**WHAT THE TASK ASKS**
Copy the listing below, swapping every "set a dot on every instance" for "place a point on each occurrence" and changing nothing else.

**RECORDS PROVIDED**
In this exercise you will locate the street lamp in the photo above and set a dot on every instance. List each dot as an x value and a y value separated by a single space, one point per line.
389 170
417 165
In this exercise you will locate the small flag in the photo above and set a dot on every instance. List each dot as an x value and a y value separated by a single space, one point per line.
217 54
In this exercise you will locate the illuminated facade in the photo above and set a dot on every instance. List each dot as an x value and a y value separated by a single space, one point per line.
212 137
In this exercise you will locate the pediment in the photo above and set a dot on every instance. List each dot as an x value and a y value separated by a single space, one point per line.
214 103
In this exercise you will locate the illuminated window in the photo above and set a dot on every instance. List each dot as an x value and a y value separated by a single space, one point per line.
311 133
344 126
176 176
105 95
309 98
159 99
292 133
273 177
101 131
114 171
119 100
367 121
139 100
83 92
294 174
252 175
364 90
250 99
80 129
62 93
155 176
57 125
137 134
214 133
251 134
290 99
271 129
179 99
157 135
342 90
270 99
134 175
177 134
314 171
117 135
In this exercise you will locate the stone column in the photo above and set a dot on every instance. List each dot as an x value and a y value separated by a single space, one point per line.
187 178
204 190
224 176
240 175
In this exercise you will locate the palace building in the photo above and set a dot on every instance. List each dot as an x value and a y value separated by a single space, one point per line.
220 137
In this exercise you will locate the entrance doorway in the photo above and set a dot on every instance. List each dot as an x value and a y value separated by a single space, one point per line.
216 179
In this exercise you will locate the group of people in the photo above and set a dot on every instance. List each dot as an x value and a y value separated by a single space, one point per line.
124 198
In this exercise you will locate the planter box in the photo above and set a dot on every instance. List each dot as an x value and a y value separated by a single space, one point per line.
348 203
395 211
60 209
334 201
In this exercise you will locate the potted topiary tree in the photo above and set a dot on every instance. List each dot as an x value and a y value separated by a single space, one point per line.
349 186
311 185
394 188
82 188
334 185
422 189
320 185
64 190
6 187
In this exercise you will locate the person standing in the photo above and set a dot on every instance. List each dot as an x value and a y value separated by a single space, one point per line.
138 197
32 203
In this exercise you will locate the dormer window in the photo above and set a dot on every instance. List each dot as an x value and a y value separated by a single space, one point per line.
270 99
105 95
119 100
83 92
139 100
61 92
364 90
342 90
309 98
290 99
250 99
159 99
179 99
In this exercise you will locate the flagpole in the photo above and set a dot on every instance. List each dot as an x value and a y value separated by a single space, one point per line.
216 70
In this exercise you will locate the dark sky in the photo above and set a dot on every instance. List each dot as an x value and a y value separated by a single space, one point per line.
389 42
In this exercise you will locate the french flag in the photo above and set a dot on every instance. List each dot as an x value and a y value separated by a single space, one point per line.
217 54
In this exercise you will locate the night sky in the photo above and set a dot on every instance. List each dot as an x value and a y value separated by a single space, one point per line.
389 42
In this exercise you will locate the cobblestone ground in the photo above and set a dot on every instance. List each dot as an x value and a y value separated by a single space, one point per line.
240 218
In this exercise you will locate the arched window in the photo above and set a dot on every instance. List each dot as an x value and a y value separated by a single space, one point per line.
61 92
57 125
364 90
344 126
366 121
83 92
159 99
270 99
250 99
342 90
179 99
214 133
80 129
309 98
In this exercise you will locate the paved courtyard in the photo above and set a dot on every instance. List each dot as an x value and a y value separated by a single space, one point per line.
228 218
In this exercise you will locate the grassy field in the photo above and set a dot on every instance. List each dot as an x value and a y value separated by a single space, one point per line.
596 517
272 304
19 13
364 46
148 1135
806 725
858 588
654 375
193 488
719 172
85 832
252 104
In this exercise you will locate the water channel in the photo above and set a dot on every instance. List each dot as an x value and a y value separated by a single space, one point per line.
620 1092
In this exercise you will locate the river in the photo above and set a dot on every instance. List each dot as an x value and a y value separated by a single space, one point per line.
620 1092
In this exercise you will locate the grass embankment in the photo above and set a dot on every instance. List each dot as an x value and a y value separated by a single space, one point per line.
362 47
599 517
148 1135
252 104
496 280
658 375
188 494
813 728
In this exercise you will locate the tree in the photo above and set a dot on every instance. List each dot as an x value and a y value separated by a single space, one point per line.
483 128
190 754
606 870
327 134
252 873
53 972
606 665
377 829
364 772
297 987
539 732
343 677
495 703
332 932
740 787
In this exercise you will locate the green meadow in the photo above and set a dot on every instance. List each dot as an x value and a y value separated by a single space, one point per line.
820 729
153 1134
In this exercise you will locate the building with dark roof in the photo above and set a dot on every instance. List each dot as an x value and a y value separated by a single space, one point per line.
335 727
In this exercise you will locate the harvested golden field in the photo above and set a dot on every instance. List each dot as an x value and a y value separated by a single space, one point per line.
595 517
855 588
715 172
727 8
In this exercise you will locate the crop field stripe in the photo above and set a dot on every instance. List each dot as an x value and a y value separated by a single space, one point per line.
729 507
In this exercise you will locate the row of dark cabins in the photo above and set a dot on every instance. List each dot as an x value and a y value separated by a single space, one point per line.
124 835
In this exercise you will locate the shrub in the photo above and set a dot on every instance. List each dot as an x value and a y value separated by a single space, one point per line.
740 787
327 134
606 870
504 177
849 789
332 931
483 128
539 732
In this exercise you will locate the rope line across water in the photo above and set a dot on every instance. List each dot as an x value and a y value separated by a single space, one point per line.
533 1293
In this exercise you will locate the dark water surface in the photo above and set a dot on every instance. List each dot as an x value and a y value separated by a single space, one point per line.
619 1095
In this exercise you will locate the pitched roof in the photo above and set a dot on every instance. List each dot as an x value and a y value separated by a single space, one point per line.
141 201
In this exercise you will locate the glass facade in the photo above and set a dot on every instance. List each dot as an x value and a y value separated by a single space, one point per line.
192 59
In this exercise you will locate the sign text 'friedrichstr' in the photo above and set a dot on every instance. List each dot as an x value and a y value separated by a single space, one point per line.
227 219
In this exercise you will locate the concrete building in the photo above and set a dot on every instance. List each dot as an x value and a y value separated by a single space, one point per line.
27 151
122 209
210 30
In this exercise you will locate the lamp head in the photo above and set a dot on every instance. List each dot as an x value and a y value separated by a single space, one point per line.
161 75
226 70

**FINISHED ANSWER**
In this exercise you will locate the street lamp in the photo above and place a point on each occurrence. List each dot as an x value and a y value separated by a single space, one point per line.
389 170
417 165
In this exercise you will locate the small flag in the photo above and place a point on each occurrence. List each dot as an x value and a y value separated by a single space, one point per line.
217 54
In this exercise you will locate the illuminated facade in the photo above and place a point on each occurrence. List each dot as an x value and a y value separated by a single space, one point per line.
212 137
In this exercise you will locate the pediment in the photo above and place a point on each occurrence. List each dot as an x value and a y value separated by a single space, one point per line.
214 103
In this exercise you will locate the illuminated window in the photo above and place a point on each occurrence. List each dot as an x value and a y value separated by a single space, one point per line.
311 133
344 126
176 176
105 95
309 98
159 99
292 133
273 177
101 131
114 171
119 100
367 121
139 100
83 92
294 174
252 175
364 90
250 99
80 129
62 93
155 176
57 125
137 134
214 133
251 134
290 99
271 129
179 99
157 135
342 90
270 99
134 175
177 134
314 171
117 135
In this exercise you will locate the stone column in the photo above and place a point on each occurrence. List each dot as an x value and a y value separated by a single space, one point per line.
187 178
204 190
224 176
240 175
In this exercise you will locate the palace building in the photo above and place a point on each occurrence. List each dot as an x value and a y value separated by a single space, one point per line.
220 137
In this exercise you will locate the entrance doorway in the photo above and place a point on each occurrence. List each dot as an x value and a y value separated by a single space, one point per line.
216 179
In this exercise you will locate the group of people in the photo above and place a point on each occurrence. List each dot as an x value and a y value separated by a single space, one point per line.
124 198
In this exercise you will locate the planter box in the photo above and place a point on each occurrence. List each dot as an x value and a y value separated by a single space, one point per line.
348 203
395 211
60 209
334 201
In this exercise you will locate the potted topiary tree in the photo above and place a point on each occurrence. List each dot as an x value and a y value separated by a single space, one point per line.
349 186
311 185
394 188
82 188
334 185
422 189
320 185
64 190
6 187
In this exercise you will locate the person standing in the photo above and place a point on each occurrence. List each dot as an x value and a y value separated by a single space, one point per line.
138 197
32 203
In this exercise you will locate the dormer window in the photo above and place a point on each occurrence. List each dot as an x value and a y value separated by a single space, one point per line.
270 99
105 95
119 100
83 92
139 100
61 92
364 90
342 90
309 98
290 99
250 99
159 99
179 99
In this exercise you will locate the flagpole in the photo above and place a point on each occurrence. List each dot as an x value and a y value separated by a single space, one point per line.
216 70
In this exercise you will locate the dark sky in the photo above and place a point on each occurrence. List each dot as an x value and a y value separated by a single space, one point per line.
389 42
In this exercise you will locate the french flag in the photo above and place a point on each occurrence. List each dot as an x value and a y value separated by a single space, one point per line.
217 54
In this exercise you will locate the night sky in the photo above and place a point on each occurrence. List each dot as an x value and a y value separated by a single space, one point per line.
389 42
In this exercise you will locate the cobblestone ground in the photo above and place a point on each occurrence. List each dot as an x value and a y value separated by a single space, one point per line.
240 218
In this exercise you will locate the arched window in the photo above and place a point on each occurrence. List each dot as an x value and a y value separated by a single space, one point per line.
61 92
57 125
364 90
344 126
366 121
83 92
159 99
270 99
250 99
342 90
179 99
214 133
80 129
309 98
In this exercise you will locate the paved courtyard in the photo above and place a point on each occurrence. List each dot as an x value and a y value separated by a single space, one point per line.
228 218
In this exercise you will locate the grassy field in the photo above and place a point on each occurrence. List each dot as an x value and a y value separated by a single space, one point per line.
596 517
272 304
19 13
364 46
148 1135
806 725
858 588
654 375
193 488
719 172
85 832
252 104
In this exercise you will locate the water channel in the photo above and place a point on each occurrence. List each dot as an x value and a y value separated by a single space, one point per line.
620 1092
In this exercise you will locate the river in the photo above and place a point on each occurrence. List each dot as an x value and a y value separated by a single space, one point per line.
620 1092
In this exercise you will locate the grass embankment in the photo above and place a point on each occurrence. List each dot as an x value and a y value separated by a single space, one point per line.
362 47
599 517
148 1135
252 104
496 280
658 375
188 494
813 728
In this exercise you will locate the tree in the photo above and place a point on each occurrence. List each dot as an x value and a y value separated by a single space, one point per line.
483 128
190 754
606 870
327 134
252 873
53 972
606 665
377 829
364 772
297 987
539 732
343 677
495 703
332 932
740 787
In this exercise you will locate the green meadow in the photo above and place a point on each occurrence. List each dot as an x value and a y value separated by a single space, one point per line.
820 729
153 1134
In this exercise you will locate the building with dark roof in the photo above and place a point on each occurrence. List each dot as an x value and a y value separated by a single space, one point per line.
335 727
In this exercise you will locate the harvested golden field in the photo above and place a point on each occurrence. List each dot as an x value and a y value separated by a single space, one point per line.
595 517
855 588
715 172
727 8
In this exercise you will locate the crop field stripe in the photo above and place a point on each occurrence. List each dot as an x value and a y value separated by a single space, one point per line.
729 507
In this exercise you will locate the row of dark cabins in the photo above and place a point on each occurrence. List each dot as an x value and a y value separated by a single space, one point per line.
124 835
In this exercise you will locate the shrub in the photo above and place a point on each occurrence. List each dot as an x value and a y value separated by a single space, one point per line.
740 787
327 134
606 870
504 177
849 789
332 931
483 128
539 732
In this exercise you will locate the rope line across water in the photo above and place a point on each occurrence. List each dot as an x value and a y value separated by a single space, one point per line.
533 1293
In this exercise you will locate the dark water surface in the photo above and place a point on each occurrence. List each dot as an x value and a y value separated by a single space, one point per line.
619 1095
In this exercise you will locate the pitched roof in the photo above and place a point on each occurrence. List each dot as an x value and a y value separated by a single space, one point per line.
141 201
In this exercise you will locate the glass facade in the photo above and place a point on each occurrence. List each dot as an x value and a y value separated by a single space, one point per line.
192 59
In this exercise you will locate the sign text 'friedrichstr' in the photo above and place a point on each occurrence. List each dot as an x value and a y value separated by a single space, one point per line.
227 219
In this exercise you will locate the concrete building in the photo above and place a point on each occurrence. List each dot as an x value and a y value separated by a single space, one point per line.
27 151
122 209
210 30
In this exercise you will locate the lamp head in the photo above and place a point on each occurrence. List each dot as an x value and a y value separated by a single space, one point per line.
161 75
226 70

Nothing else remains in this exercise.